— BEGIN SOURCE DOCUMENT —

# Blue and Green Color Issues Sublimation



## ChelseyD (Oct 22, 2014)

We are using an EPSON 7890 for our sublimation printing.

We have a terrible time getting our light blues, any greens, and sometimes grays to come out right. Baby blue always comes out sea foam green, and it's especially difficult when there is a logo that has both blue AND green... We can usually match up one color perfect, but then the other one is nowhere close what it needs to be.

Anyone have any of these same issues? Any tips, or know how to solve these problems?

Helpppp meeee!


----------



## mgparrish (Jul 9, 2005)

ChelseyD said:


> We are using an EPSON 7890 for our sublimation printing.
> 
> We have a terrible time getting our light blues, any greens, and sometimes grays to come out right. Baby blue always comes out sea foam green, and it's especially difficult when there is a logo that has both blue AND green... We can usually match up one color perfect, but then the other one is nowhere close what it needs to be.
> 
> ...


 Are you using CMYK or RGB color in your designs?

Don't use CMYK unless you have RIP software that can manage that.

You should also read this web page and start "swatching".

CMYK & RGB Color Charts - MultiRIP Sublimation, Transfers, Photograph and Direct-to-Garment Printing RIP Softwares


----------



## ChelseyD (Oct 22, 2014)

We never print from Photoshop, mainly Illustrator.
I only convert to CMYK if I am printing pinks, blacks, or reds.
I also have found that if I am printing anything with a large amount of gray, I have to open the .pdf in Acrobat and print from there. If I print grays from Illustrator, they come out various shades of brown.

I do the graphic design for a large company that produces performance wear, mostly hats. So when we have a huge order to fulfill, and it takes an hour to get the colors to print correctly, you can see where this poses a problem!

— END SOURCE DOCUMENT —
— BEGIN DATASET EXTRACT —

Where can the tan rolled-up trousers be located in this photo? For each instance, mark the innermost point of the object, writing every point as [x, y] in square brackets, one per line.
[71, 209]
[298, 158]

— END DATASET EXTRACT —
— BEGIN DATASET EXTRACT —

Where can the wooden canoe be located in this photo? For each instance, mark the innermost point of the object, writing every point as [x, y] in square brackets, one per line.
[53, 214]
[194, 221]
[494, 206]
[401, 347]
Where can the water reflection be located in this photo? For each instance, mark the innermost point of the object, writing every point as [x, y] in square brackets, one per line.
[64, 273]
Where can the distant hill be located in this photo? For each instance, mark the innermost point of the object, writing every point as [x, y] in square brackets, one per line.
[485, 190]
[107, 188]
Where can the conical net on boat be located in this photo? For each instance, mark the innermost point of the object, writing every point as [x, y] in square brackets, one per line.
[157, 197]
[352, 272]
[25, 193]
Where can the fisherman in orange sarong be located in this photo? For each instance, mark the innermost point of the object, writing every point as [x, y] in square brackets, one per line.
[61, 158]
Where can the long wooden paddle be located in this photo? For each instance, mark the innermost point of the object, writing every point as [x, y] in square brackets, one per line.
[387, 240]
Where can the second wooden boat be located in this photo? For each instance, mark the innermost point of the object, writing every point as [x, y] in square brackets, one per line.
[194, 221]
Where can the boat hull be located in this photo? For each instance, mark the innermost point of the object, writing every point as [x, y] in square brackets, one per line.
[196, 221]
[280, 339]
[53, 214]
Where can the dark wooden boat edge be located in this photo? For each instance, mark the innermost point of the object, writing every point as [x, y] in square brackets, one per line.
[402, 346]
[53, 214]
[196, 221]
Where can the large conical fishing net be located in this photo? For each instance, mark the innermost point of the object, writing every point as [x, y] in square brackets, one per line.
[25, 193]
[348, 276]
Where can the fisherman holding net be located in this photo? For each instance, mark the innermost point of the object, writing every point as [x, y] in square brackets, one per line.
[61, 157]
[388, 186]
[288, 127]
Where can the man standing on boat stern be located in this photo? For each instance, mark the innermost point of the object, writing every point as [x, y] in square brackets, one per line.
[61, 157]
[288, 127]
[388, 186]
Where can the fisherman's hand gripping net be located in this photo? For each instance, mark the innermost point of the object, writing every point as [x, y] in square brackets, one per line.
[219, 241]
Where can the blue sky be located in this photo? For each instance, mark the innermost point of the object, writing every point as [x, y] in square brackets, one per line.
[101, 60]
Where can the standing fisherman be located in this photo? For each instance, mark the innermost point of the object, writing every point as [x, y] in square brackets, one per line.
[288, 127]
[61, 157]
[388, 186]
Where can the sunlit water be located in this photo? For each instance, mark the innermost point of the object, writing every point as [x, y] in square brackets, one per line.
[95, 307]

— END DATASET EXTRACT —

*WHAT YOU WILL DO*
a - In the sublimation forum thread, which colors does ChelseyD say she converts to CMYK before printing?
b - According to the sublimation forum thread, why does ChelseyD open the .pdf in Acrobat and print from there when a design contains a large amount of gray?
The listing stands apart from the sublimation forum thread and is not drawn from it.

*ANSWERS IN ORDER*
a - Pinks, blacks, and reds.

b - When she prints grays from Illustrator, they come out in various shades of brown.